• Dokument
###
Aufstiegsrunde Regionalliga Nord 2024

„Die erste Halbzeit war Jugend-Fußball – in der zweiten haben wir das Herz gefunden“

26. Mai 2024, 15:03 Uhr

Rasmus Tobinski (re.) mit vollem Einsatz gegen David Kebe. Foto: Heiden

30 Spiele, 30 Siege – und 213:17 Tore: Mit 22 Punkten Vorsprung auf den Zweitplatzierten hat sich die U23 des SV Werder Bremen die Meisterschaft gesichert und die Konkurrenz mit reihenweise zweistelligen Triumphen förmlich deklassiert. Doch damit nicht genug der Rekorde. Mit insgesamt 112 geschossenen Toren führte ein Trio der Werderaner die Schützenliste in der Bremen-Liga an. Ein Akteur übertraf dabei sogar den deutschlandweiten Fabel-Rekord von Martin Harnik (46 Treffer, TuS Dassendorf) aus der Vorsaison mit sage und schreibe 50 Buden: Maik Lukowicz, der in der vergangenen Spielzeit noch für den FC Teutonia 05 in der Regionalliga Nord auf Torejagd ging. Nun wollte der ehemalige Goalgetter des großen Rivalen ausgerechnet dem Altonaer Fussball-Club in die Aufstiegssuppe spucken (alle Highlights im LIVE-Ticker)!

Der AFC erhielt am Fuße des Weserstadions auf Platz 11 erneut zahlreiche und lautstarke Unterstützung. Foto: Heiden

Trotz Dauer-Ballbesitz der Bremer hielt Altona dem Druck zunächst stand und ließ kaum hochgradig gefährliche Situationen zu. Auch in Minute 23 war die Gefahr eigentlich schon gebannt. Eigentlich. Denn beim Klärungsversuch tief im eigenen Sechzehner „piekte“ Abdul Saibou den vor ihm postierten Ricardo-Felipe Schwarz an. Dessen „Block“ fand den Weg an Dennis Lohmann vorbei in die Maschen. Höchst unglücklich, aufgrund des Spielverlaufs aber auch verdient! Und das, obwohl der AFC den Ex-Teutonen Lukowicz gänzlich aus dem Spiel nahm.
###
• Aufgabe A
Ermitteln Sie, in wie vielen Zeilen der Einträge die Zeichenfolge „tail“ vorkommt, und geben Sie ausschließlich diese Zahl an.
Spielbericht und Einträge sind voneinander unabhängiges Material.

• Zu verarbeitende Daten
###
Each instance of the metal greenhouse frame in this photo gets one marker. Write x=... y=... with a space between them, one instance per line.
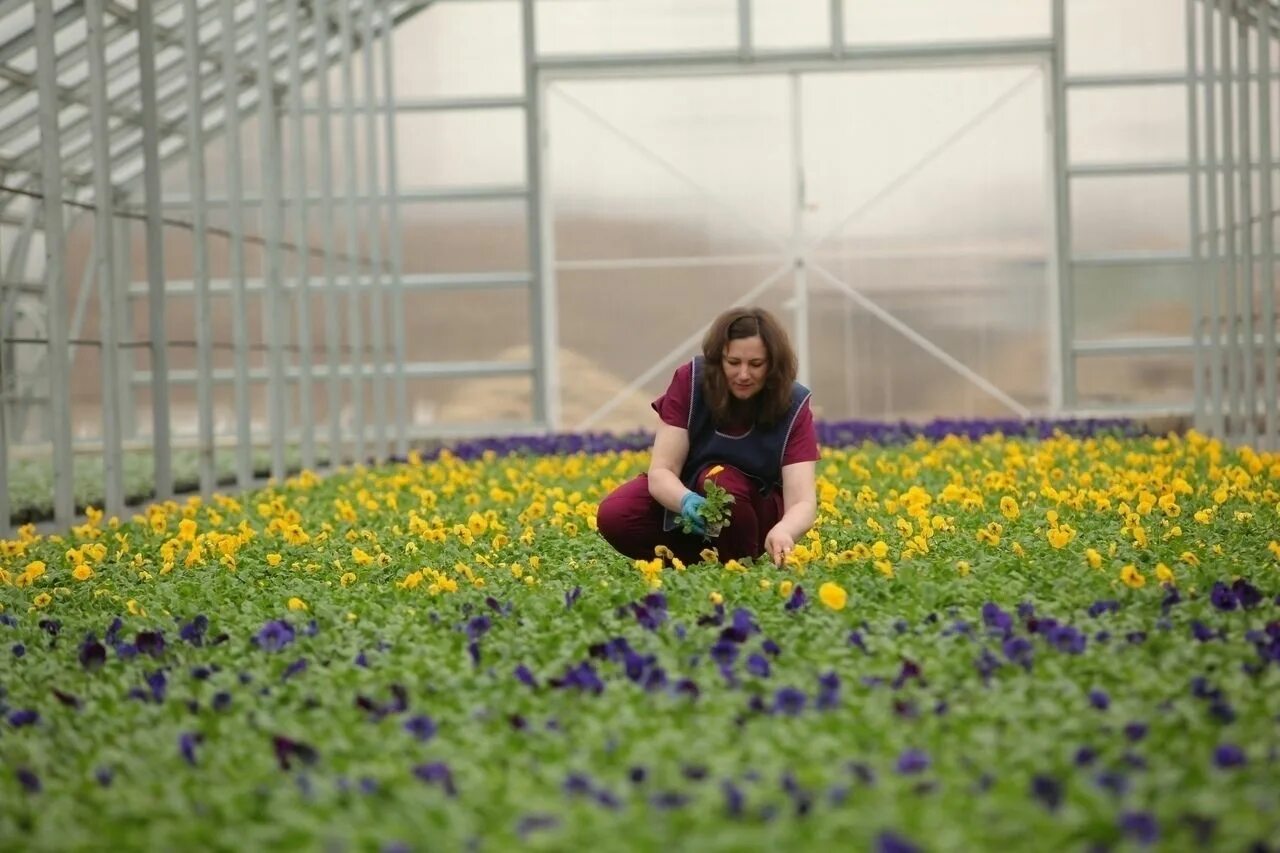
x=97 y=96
###
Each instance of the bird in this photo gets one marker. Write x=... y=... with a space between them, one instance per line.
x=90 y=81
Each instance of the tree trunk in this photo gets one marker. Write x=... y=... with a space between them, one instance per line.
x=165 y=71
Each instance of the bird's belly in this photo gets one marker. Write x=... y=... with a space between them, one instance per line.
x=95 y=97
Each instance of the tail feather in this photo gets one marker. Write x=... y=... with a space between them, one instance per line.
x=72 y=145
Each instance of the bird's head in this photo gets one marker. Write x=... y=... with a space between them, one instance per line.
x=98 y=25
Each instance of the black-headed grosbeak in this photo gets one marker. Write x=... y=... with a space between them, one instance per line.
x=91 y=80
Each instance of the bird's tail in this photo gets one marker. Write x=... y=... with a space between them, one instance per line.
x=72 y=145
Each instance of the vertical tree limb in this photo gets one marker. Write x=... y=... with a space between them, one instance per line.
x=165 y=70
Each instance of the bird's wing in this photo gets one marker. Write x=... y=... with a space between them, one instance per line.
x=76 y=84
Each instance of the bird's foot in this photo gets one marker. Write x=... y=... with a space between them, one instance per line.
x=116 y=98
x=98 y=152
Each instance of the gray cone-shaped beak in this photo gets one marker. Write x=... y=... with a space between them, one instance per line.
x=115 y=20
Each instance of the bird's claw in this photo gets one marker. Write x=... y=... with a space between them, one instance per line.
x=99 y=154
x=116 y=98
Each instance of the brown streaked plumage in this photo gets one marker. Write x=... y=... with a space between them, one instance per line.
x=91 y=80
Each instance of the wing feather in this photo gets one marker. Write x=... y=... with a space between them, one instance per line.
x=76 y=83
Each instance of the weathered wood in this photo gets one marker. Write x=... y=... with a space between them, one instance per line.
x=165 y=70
###
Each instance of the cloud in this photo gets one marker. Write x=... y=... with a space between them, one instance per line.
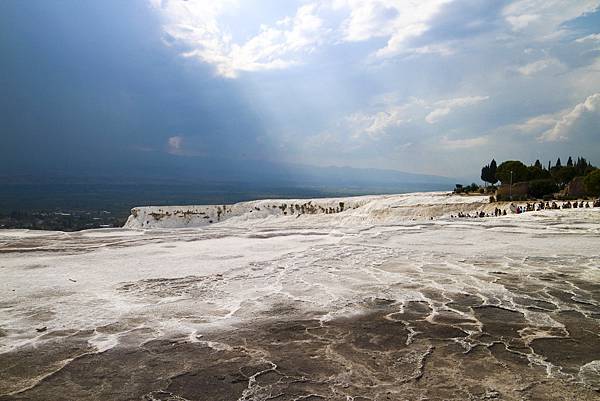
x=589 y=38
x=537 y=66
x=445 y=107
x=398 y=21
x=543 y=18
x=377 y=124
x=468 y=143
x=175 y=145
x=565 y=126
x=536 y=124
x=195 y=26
###
• Aufgabe B
Übertragen Sie aus dem Spielbericht wortgetreu den Abschnitt, der mit den Worten „Der AFC erhielt“ einsetzt und mit „dem Spiel nahm.“ endet.

• Ergebnis A
2

• Ergebnis B
Der AFC erhielt am Fuße des Weserstadions auf Platz 11 erneut zahlreiche und lautstarke Unterstützung. Foto: Heiden

Trotz Dauer-Ballbesitz der Bremer hielt Altona dem Druck zunächst stand und ließ kaum hochgradig gefährliche Situationen zu. Auch in Minute 23 war die Gefahr eigentlich schon gebannt. Eigentlich. Denn beim Klärungsversuch tief im eigenen Sechzehner „piekte“ Abdul Saibou den vor ihm postierten Ricardo-Felipe Schwarz an. Dessen „Block“ fand den Weg an Dennis Lohmann vorbei in die Maschen. Höchst unglücklich, aufgrund des Spielverlaufs aber auch verdient! Und das, obwohl der AFC den Ex-Teutonen Lukowicz gänzlich aus dem Spiel nahm.